Cultivation: The preference is full to partial sun, mesic conditions, and soil containing loam, clay-loam, sandy loam, or some rocky material. This plant usually remains erect while in bloom and it is able to tolerate hot dry weather if it is not too prolonged. The foliage is occasional marred by powdery mildew and other foliar diseases to some extent; good air circulation reduces this vulnerability. Smooth Blue Aster is easy to cultivate in gardens if taller and more aggressive plants are kept away from it.
Range & Habitat: The native Smooth Blue Aster occurs occasionally in most counties of Illinois, but it is uncommon or absent in western and SE Illinois (see Distribution Map). Habitats include mesic black soil prairies, hill prairies, savannas, rocky open woodlands, sandy woodlands, woodland edges, thickets, limestone glades, and roadside embankments. Smooth Blue Aster is usually found in higher quality natural areas where the original ground flora is intact. It is sometimes cultivated in gardens because of its attractive foliage and flowerheads.

▶ _TASKS AND EXERCISES_:
a: According to the Smooth Blue Aster text, in which parts of Illinois is the plant uncommon or absent?
b: Why, according to the Smooth Blue Aster text, is the plant sometimes grown in gardens, and what keeps it easy to cultivate there?

▶ _SUPPLIED ENTRIES_:
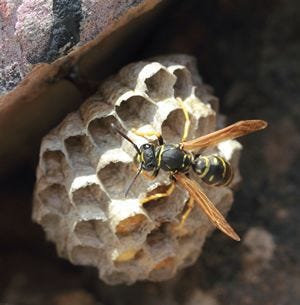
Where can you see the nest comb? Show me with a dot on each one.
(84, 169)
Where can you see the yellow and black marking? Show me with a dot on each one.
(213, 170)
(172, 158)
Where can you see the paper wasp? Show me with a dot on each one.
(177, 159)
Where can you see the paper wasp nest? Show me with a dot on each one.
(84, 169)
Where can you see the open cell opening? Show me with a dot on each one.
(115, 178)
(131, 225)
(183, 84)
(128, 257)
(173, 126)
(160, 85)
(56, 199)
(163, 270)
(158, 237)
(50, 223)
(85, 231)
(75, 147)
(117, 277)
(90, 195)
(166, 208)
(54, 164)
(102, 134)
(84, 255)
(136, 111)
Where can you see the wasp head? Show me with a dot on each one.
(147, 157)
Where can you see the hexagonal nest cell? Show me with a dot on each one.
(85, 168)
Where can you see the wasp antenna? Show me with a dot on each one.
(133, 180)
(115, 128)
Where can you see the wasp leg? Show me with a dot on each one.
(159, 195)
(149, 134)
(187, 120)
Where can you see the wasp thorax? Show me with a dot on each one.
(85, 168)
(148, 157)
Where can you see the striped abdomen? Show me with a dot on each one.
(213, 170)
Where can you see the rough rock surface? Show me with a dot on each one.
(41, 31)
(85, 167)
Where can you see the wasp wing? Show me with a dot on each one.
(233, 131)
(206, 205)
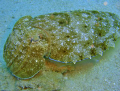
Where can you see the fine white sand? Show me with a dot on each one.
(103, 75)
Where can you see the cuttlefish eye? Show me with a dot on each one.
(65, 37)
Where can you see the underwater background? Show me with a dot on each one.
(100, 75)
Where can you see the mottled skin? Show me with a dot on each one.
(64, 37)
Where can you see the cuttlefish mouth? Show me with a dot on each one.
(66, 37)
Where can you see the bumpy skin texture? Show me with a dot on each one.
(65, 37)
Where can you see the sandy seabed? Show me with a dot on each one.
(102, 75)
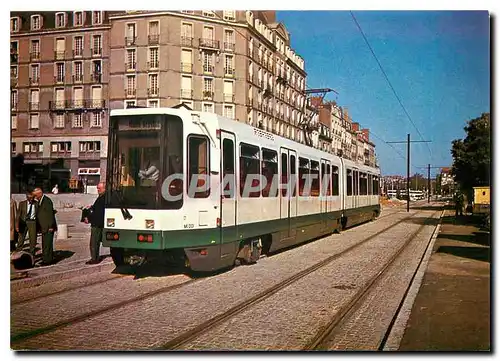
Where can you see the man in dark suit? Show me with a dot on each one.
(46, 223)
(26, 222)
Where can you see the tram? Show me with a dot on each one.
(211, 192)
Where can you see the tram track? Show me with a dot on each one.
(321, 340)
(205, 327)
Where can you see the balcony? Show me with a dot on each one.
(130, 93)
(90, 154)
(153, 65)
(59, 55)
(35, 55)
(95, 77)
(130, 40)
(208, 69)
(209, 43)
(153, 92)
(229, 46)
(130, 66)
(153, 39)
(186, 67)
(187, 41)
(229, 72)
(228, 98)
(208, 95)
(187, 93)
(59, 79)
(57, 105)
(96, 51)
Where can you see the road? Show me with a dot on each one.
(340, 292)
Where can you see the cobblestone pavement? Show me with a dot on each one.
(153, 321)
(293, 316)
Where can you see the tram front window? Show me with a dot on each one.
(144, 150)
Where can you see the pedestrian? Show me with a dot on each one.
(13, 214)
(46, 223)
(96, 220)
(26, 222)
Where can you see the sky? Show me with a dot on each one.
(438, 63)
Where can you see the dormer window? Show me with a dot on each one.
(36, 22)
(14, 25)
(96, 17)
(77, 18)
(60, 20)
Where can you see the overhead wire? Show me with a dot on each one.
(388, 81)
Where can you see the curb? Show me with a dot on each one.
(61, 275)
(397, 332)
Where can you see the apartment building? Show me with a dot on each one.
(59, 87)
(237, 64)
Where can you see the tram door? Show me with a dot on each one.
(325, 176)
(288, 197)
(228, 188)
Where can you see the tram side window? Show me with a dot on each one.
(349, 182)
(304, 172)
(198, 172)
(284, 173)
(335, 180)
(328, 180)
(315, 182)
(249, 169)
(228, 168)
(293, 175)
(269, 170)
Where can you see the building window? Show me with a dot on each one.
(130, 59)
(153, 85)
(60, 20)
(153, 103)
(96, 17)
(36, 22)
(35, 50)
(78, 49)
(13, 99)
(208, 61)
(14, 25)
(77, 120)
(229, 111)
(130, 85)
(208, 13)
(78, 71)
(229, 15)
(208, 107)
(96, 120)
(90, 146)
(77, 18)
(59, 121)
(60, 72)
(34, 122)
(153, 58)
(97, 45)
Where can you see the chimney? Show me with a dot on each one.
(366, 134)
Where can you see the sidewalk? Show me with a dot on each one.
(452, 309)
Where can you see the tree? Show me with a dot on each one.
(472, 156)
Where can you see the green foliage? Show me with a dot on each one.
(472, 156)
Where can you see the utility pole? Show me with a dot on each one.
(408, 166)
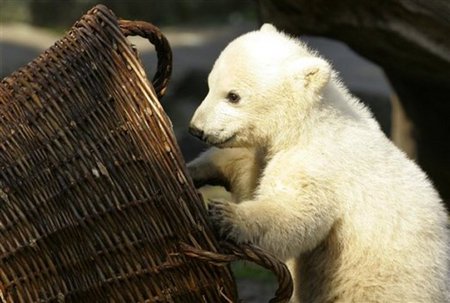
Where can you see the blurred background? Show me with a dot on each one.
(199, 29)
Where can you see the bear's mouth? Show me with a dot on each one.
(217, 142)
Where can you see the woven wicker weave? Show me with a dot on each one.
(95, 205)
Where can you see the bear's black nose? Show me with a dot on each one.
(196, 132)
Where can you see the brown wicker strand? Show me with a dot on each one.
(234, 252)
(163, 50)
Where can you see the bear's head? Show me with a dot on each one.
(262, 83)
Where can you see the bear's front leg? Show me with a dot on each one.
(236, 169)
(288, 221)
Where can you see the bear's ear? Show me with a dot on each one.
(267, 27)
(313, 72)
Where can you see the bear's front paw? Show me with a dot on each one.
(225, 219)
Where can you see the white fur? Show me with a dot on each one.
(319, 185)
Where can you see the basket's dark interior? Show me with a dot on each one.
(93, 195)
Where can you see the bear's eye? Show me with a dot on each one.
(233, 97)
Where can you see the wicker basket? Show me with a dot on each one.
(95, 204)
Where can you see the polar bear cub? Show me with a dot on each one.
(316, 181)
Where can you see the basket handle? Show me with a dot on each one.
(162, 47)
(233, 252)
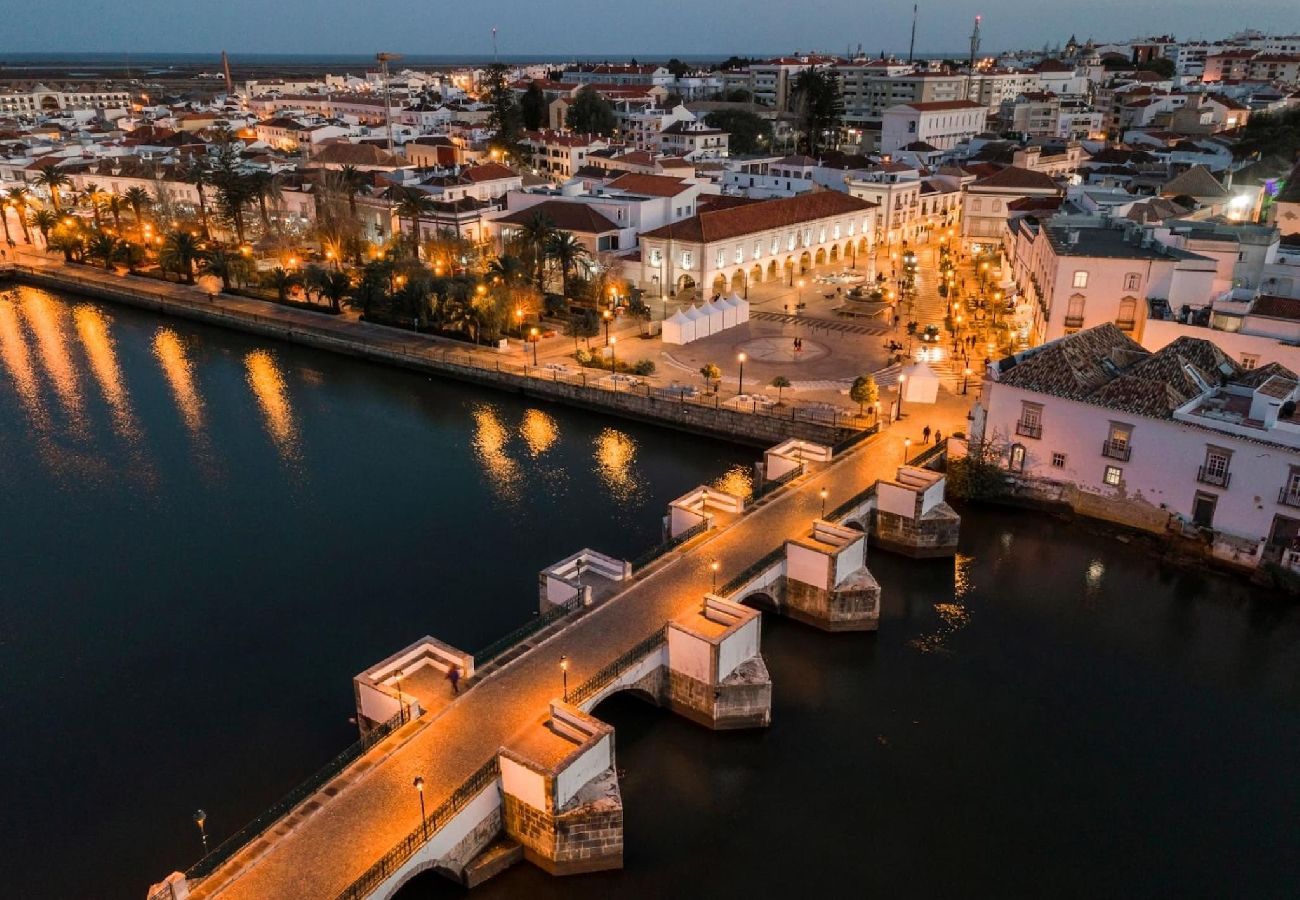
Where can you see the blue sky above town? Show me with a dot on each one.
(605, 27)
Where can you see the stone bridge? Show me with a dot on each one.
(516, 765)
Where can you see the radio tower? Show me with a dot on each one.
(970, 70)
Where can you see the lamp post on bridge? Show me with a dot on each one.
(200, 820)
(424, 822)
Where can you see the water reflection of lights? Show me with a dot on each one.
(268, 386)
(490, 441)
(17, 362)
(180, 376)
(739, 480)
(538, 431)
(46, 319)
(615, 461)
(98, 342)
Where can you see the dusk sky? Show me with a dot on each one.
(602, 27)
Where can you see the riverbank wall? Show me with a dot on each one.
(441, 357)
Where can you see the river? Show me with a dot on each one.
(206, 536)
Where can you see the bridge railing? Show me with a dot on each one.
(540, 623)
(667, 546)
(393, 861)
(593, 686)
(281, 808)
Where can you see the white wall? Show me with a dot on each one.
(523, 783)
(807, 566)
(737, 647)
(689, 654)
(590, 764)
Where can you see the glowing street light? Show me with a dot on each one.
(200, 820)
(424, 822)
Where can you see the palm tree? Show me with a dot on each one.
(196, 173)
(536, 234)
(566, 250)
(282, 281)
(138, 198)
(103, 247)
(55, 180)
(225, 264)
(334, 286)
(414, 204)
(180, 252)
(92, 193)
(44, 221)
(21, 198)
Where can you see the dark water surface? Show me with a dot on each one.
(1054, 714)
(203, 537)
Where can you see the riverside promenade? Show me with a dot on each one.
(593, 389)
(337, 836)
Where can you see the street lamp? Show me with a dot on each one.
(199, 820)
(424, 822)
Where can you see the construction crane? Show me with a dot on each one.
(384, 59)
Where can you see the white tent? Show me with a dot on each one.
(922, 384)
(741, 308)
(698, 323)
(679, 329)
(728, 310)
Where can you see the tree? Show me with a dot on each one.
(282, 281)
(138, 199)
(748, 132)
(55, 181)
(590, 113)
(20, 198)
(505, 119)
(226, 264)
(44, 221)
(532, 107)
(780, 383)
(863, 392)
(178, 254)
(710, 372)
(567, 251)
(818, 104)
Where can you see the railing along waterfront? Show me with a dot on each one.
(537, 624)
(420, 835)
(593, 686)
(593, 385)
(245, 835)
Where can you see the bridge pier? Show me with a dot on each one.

▶ _RESPONSES IN ORDER_:
a: Western and southeastern Illinois.

b: It is sometimes cultivated in gardens because of its attractive foliage and flowerheads. It is easy to cultivate as long as taller and more aggressive plants are kept away from it.